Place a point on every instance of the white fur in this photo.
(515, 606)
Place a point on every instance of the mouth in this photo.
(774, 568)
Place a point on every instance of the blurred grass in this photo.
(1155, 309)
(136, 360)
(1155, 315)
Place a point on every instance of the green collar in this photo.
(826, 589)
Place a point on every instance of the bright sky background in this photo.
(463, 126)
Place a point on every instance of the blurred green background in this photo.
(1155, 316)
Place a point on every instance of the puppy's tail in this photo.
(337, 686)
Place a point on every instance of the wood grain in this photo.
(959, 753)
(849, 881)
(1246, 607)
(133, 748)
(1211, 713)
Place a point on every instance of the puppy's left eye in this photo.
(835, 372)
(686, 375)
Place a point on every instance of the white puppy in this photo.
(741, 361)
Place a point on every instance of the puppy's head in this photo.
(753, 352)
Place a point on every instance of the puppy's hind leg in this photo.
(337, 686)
┄┄┄┄┄┄
AUFGABE UND VORGABEN
Gib sämtliche Einträge oben Zeile für Zeile wieder, auch die Textzeilen ohne Zahlen. Erhöhe dabei jede Zahl in den Koordinatenpaaren um 22.

ERGEBNIS DER ÜBUNG
Place a point on every instance of the white fur in this photo.
(537, 628)
Place a point on every instance of the mouth in this photo.
(796, 590)
Place a point on every instance of the blurred grass in this photo.
(1177, 331)
(158, 382)
(1177, 337)
Place a point on every instance of the green collar in this photo.
(848, 611)
Place a point on every instance of the bright sky background in this photo.
(485, 148)
Place a point on every instance of the blurred green background in this photo.
(1177, 338)
Place a point on every instance of the puppy's tail in this photo.
(359, 708)
Place a point on every instance of the wood grain in this photo.
(981, 775)
(871, 903)
(1268, 629)
(155, 770)
(1233, 735)
Place a point on every instance of the puppy's left eye in this photo.
(857, 394)
(708, 397)
Place a point on every instance of the white puppy in this photo.
(763, 383)
Place a point on every instance of the puppy's head in this photo.
(775, 374)
Place a point on every instance of the puppy's hind leg in this photo.
(359, 708)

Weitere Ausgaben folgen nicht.